■ Source data:
:::
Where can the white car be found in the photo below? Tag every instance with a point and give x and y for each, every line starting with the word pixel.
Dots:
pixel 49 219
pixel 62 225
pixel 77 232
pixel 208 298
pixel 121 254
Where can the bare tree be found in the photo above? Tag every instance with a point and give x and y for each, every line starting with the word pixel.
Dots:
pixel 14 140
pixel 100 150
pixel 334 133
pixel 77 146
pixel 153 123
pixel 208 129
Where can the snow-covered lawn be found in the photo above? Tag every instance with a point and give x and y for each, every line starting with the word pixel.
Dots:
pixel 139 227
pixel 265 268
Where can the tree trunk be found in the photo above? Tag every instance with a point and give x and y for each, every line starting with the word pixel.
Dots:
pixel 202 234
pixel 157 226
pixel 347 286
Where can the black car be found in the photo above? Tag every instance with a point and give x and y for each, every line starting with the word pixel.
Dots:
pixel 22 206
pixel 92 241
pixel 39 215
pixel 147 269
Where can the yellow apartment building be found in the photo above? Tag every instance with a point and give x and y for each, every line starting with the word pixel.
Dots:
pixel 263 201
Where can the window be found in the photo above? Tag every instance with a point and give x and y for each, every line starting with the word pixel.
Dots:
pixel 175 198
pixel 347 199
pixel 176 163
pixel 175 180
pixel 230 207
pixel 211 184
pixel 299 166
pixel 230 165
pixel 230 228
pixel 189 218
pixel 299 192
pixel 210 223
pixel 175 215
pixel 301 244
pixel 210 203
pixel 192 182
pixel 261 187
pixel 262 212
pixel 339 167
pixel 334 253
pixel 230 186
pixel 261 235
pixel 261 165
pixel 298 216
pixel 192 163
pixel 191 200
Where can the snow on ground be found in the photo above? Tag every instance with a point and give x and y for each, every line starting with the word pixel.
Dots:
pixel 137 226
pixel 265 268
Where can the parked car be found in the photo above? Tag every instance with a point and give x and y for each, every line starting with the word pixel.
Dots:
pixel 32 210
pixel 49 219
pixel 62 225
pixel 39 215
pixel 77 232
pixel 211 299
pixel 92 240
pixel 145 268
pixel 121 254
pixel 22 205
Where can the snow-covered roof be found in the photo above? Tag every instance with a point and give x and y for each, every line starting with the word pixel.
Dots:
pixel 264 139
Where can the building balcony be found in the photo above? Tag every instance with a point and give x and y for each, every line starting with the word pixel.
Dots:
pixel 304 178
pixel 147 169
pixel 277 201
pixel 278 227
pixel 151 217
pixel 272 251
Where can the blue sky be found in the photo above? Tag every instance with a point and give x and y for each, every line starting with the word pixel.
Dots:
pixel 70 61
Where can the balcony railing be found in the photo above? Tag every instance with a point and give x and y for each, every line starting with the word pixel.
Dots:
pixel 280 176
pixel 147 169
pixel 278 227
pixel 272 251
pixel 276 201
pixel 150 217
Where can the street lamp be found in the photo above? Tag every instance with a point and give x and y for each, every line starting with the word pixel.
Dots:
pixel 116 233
:::
■ Action item:
Output all of the data exactly as given.

■ Worked solution:
Where can the white car be found in the photo below? Tag every instance with a point and give x and y for each, every line starting with the word pixel.
Dots:
pixel 49 219
pixel 62 225
pixel 77 232
pixel 208 298
pixel 121 254
Where can the bare tree be found in the photo above? Tag every instance with a point and give x and y for each, every line starting with the word pixel.
Dots:
pixel 14 140
pixel 100 150
pixel 334 133
pixel 77 146
pixel 153 123
pixel 208 129
Where can the snow-covered lawn be found in the photo above? Tag every instance with a point and give x and y for each, every line starting with the word pixel.
Dots:
pixel 139 227
pixel 265 268
Where can the tree trunk be found in the photo above? Tag every instance with a point and give x and y for each, every line starting with the word pixel.
Dots:
pixel 202 234
pixel 157 226
pixel 347 286
Where can the black car be found in the photo above? Tag every instance with a point and give x and y for each, every line starting with the word pixel.
Dots:
pixel 22 206
pixel 92 241
pixel 39 215
pixel 147 269
Where can the yellow apartment building be found in the photo above? Tag every instance with a point and give x and y for each, every line starting with the word pixel.
Dots:
pixel 263 201
Where can the window be found in the photo above? Tag every instance with a point and give x and y for each, every line starting with the word pixel.
Dots:
pixel 175 198
pixel 347 199
pixel 176 163
pixel 175 180
pixel 230 207
pixel 211 184
pixel 299 166
pixel 230 165
pixel 230 228
pixel 189 218
pixel 299 192
pixel 210 223
pixel 175 215
pixel 301 244
pixel 210 203
pixel 192 182
pixel 261 187
pixel 262 212
pixel 339 167
pixel 334 253
pixel 230 186
pixel 261 235
pixel 261 165
pixel 298 216
pixel 192 163
pixel 191 200
Where can the snow on ground be found in the photo above? Tag every instance with a point and give x and y for each, every line starting with the word pixel.
Dots:
pixel 137 226
pixel 265 268
Where can the parked car be found in the photo above? Tag every instance with a point and give x and y for each, every line starting with the word pixel.
Dots:
pixel 32 210
pixel 49 219
pixel 62 225
pixel 39 215
pixel 77 232
pixel 211 299
pixel 92 240
pixel 145 268
pixel 121 254
pixel 22 205
Where can the snow-covered roof be found in the photo above? Tag every instance with a point and give x and y for each, every line starting with the word pixel.
Dots:
pixel 264 139
Where can the building balcony be found in the photo above? Tag every instance with a point and give x and y for each, every line starting with the word pixel.
Dots:
pixel 304 178
pixel 147 169
pixel 277 201
pixel 278 227
pixel 151 217
pixel 272 251
Where can the blue sky be found in the photo above? Tag every instance with a point and give x and y for each, every line starting with the word pixel.
Dots:
pixel 70 61
Where can the balcony railing be found in the photo above? Tag every instance with a point and give x and y for each, every line starting with the word pixel.
Dots:
pixel 280 176
pixel 147 169
pixel 278 227
pixel 272 251
pixel 276 201
pixel 150 217
Where can the street lamp be found in the photo above? Tag every instance with a point and give x and y for each, every line starting with the word pixel.
Dots:
pixel 116 233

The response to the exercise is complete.